Set task:
Reproduce every line of the records below word for word, with nothing changed or left out.

Record extracts:
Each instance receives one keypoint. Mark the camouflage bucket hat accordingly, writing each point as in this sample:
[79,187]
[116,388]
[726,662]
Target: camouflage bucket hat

Reply:
Each instance receives one keypoint. Mark the camouflage bucket hat accordingly, writing each point as in this sample:
[79,187]
[116,388]
[726,662]
Target: camouflage bucket hat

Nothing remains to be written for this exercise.